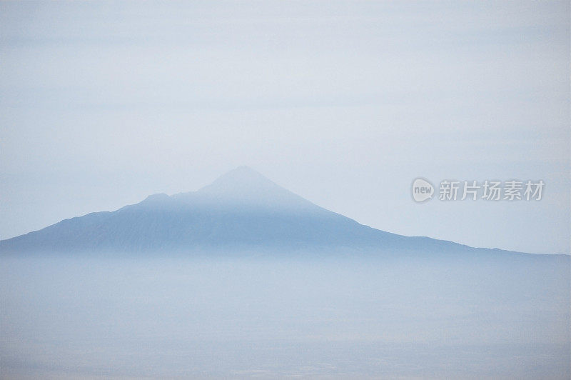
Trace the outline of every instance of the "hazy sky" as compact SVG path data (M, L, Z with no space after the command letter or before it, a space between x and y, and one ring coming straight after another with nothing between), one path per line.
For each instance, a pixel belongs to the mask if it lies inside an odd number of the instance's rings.
M569 252L568 1L0 3L0 236L239 165L371 226ZM540 201L410 184L542 179Z

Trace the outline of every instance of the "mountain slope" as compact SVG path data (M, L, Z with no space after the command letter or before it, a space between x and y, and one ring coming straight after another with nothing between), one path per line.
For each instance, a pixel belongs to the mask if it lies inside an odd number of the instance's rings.
M197 191L171 196L154 194L115 211L66 219L0 241L2 252L251 247L440 252L475 249L363 226L313 204L246 166Z

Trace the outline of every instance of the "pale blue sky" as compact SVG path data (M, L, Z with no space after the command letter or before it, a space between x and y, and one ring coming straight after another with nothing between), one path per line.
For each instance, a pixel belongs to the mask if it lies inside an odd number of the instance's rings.
M570 251L568 1L0 3L0 237L248 165L360 223ZM413 179L543 179L415 204Z

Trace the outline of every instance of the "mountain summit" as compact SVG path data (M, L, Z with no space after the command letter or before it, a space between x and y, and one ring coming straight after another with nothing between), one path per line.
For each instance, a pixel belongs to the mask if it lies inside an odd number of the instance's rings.
M213 248L393 253L475 249L363 226L304 199L247 166L236 168L196 191L153 194L112 212L66 219L0 241L3 253Z

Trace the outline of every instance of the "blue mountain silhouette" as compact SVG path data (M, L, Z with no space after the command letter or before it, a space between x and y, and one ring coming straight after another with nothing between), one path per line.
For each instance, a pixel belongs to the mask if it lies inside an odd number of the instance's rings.
M0 241L2 252L204 249L506 252L404 236L326 210L241 166L197 191L158 194Z

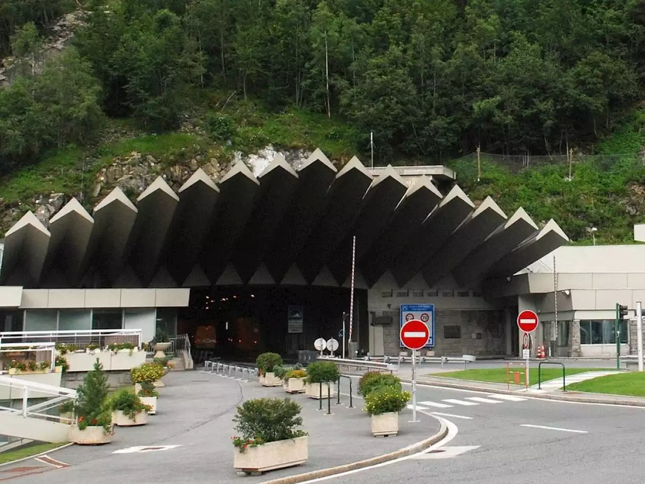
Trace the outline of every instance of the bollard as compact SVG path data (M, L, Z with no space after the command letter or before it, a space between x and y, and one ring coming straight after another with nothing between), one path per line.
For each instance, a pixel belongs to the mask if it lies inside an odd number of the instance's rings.
M329 382L327 382L327 413L325 415L332 415L332 392L330 389Z

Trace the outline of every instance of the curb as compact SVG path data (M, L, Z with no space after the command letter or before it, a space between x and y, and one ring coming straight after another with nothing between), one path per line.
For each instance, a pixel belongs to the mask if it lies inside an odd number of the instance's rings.
M68 447L70 445L74 445L74 442L69 442L68 443L63 444L59 447L56 447L55 449L51 449L49 450L46 450L44 452L41 452L40 454L34 454L33 456L27 456L27 457L21 457L19 459L16 459L15 461L9 461L8 462L5 462L3 464L0 464L0 467L3 467L5 465L9 465L10 464L15 464L18 462L23 462L24 461L29 460L30 459L35 459L37 457L43 457L43 456L46 456L48 454L55 452L57 450L60 450L61 449L65 449L66 447Z
M412 380L408 378L402 378L401 381L406 383L412 383ZM504 395L517 395L517 390L504 390L502 388L489 388L485 387L478 387L473 385L464 385L463 383L452 383L452 381L428 381L417 380L419 385L432 385L435 387L445 387L450 388L457 388L458 390L471 390L476 392L483 392L488 393L499 393ZM559 401L573 401L579 403L604 403L610 405L622 405L624 407L645 407L645 400L638 401L635 400L625 400L621 398L598 398L591 396L573 396L569 395L555 395L553 394L544 393L531 393L522 392L523 395L530 396L531 398L541 398L544 400L557 400Z
M436 418L433 416L428 416ZM388 461L393 461L400 459L402 457L407 457L413 454L417 454L421 450L424 450L431 445L437 443L448 435L448 427L443 422L441 422L439 431L424 440L422 440L417 443L413 443L407 447L400 449L398 450L390 452L389 454L382 454L376 457L372 457L364 460L352 462L349 464L337 465L335 467L328 467L326 469L319 469L312 470L310 472L298 474L295 476L288 476L284 478L273 479L271 481L264 481L261 484L295 484L299 482L305 482L313 479L326 478L330 476L335 476L337 474L347 472L350 470L356 470L364 467L370 467L377 464L382 464Z

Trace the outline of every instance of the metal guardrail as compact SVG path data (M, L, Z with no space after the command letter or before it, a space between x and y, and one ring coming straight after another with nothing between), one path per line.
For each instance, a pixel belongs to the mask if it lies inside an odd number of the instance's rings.
M59 331L3 331L0 332L0 344L4 343L33 345L45 339L55 343L74 345L84 350L90 343L103 348L108 345L119 343L132 343L141 347L140 329L88 329L82 330Z
M8 387L10 392L12 388L15 388L22 393L21 398L22 405L20 408L0 405L0 410L21 415L24 418L33 417L60 421L61 419L57 415L50 415L41 412L58 407L66 400L75 398L77 396L75 390L65 388L62 387L54 387L50 385L39 383L35 381L30 381L9 376L0 376L0 387ZM43 394L51 396L53 398L48 399L46 401L30 405L30 394L38 395L36 397L37 398L46 398L41 396Z
M564 363L559 361L540 361L537 364L537 388L542 389L542 365L559 365L562 367L562 391L566 391L566 370L564 368Z
M399 365L402 363L412 363L411 356L364 356L363 359L368 361L383 361L384 363L395 362ZM441 363L443 368L444 363L462 363L464 368L468 367L469 363L477 361L477 358L472 355L464 354L462 356L417 356L417 363L421 365L424 363Z

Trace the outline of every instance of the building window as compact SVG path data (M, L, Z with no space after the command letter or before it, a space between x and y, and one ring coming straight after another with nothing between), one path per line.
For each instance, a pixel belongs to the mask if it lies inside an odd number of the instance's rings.
M580 321L581 345L615 345L615 322L613 319L589 319ZM627 321L620 321L620 343L628 338Z
M92 329L121 329L123 309L95 309L92 312Z
M444 327L444 339L459 339L461 338L461 326L452 325Z

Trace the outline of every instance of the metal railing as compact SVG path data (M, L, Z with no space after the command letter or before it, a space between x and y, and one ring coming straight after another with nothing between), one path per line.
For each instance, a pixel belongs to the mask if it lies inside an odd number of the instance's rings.
M542 389L542 365L559 365L562 367L562 391L566 391L566 370L564 368L564 363L559 361L540 361L537 364L537 388Z
M26 347L21 343L0 343L0 356L4 356L5 354L15 353L17 352L27 353L28 356L30 352L34 353L34 360L36 363L39 363L38 352L48 352L50 354L46 357L46 359L42 359L39 361L50 362L49 370L50 372L55 371L55 362L56 362L56 345L55 343L52 341L47 341L46 343L36 343L32 345ZM0 371L0 374L6 373L8 370L3 369Z
M54 343L75 346L84 350L90 343L99 348L110 345L132 343L137 348L141 347L140 329L88 329L82 330L59 331L3 331L0 332L0 344L21 343L33 345L45 340Z
M10 401L19 398L22 404L19 408L0 405L0 411L20 415L24 418L34 418L45 419L55 419L59 421L63 419L58 415L43 413L46 410L58 407L67 400L76 398L75 390L54 387L50 385L29 381L19 378L0 376L0 387L8 388ZM11 398L13 390L16 390L19 396ZM30 405L30 398L48 398L45 401ZM71 423L71 421L70 421Z

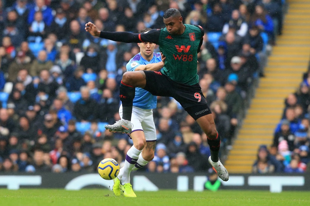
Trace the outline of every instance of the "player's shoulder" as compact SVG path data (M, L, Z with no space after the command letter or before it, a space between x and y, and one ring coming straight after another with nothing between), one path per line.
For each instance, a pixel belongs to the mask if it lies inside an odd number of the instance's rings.
M141 55L140 53L135 55L126 65L126 68L127 69L130 69L140 64L140 61L141 59Z
M204 33L203 28L200 25L197 25L197 24L194 24L193 25L192 25L192 24L186 24L186 25L188 28L191 30L193 30L197 32L201 32Z

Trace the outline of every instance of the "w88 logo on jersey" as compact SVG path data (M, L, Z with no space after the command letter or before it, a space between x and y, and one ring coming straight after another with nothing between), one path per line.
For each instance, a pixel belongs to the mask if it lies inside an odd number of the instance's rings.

WHAT THE EXERCISE ASKS ::
Can you transcribe the stretch of the data from its start through the line containing "M213 248L393 253L475", keeping both ends and leaving the pictures out of your answer?

RIGHT ANSWER ::
Trace the outline of every instance of the "hazy sky" as compact SVG path data (M, L, Z with no space after the command letter or before it, a space between x and y, and one ring coming straight after another with nothing between), one path per line.
For each instance, a pixel belongs to the mask if it lies inside an odd number of the instance's rings.
M569 252L568 1L0 3L0 236L239 165L371 226ZM540 201L410 184L542 179Z

Trace the outline of every instance of the "mountain slope" as compact SVG path data (M, L, Z with no space after the command letter or before it, a space between x and y, and one ring coming straight after another with nothing between), one path per line.
For each instance, a pixel belongs to the mask if it lies inside an odd number of the instance's rings.
M197 191L171 196L154 194L115 211L66 219L0 241L2 252L251 247L440 252L475 249L363 226L313 204L246 166Z

Trace the outline of every instance of the "pale blue sky" as compact SVG path data (M, L, Z with no space after the command letter or before it, a space between x and y, and one ring coming straight after another with nothing between), one path per line.
For each instance, a pixel belongs to the mask if it lies inside an odd number of the instance's rings.
M570 251L568 1L0 3L0 237L248 165L360 223ZM413 179L543 179L415 204Z

Trace the outline of every instance of the "mountain summit" as compact SVG path data (M, L, Z with no space after the command letter or before it, a space between x and y, and one ring coming straight after another with nothing between), one path per line.
For each instance, a pixel belongs to the mask if it lies inside an odd number of the instance's rings.
M213 248L393 253L475 249L363 226L304 199L247 166L236 168L196 191L153 194L112 212L66 219L0 241L3 253Z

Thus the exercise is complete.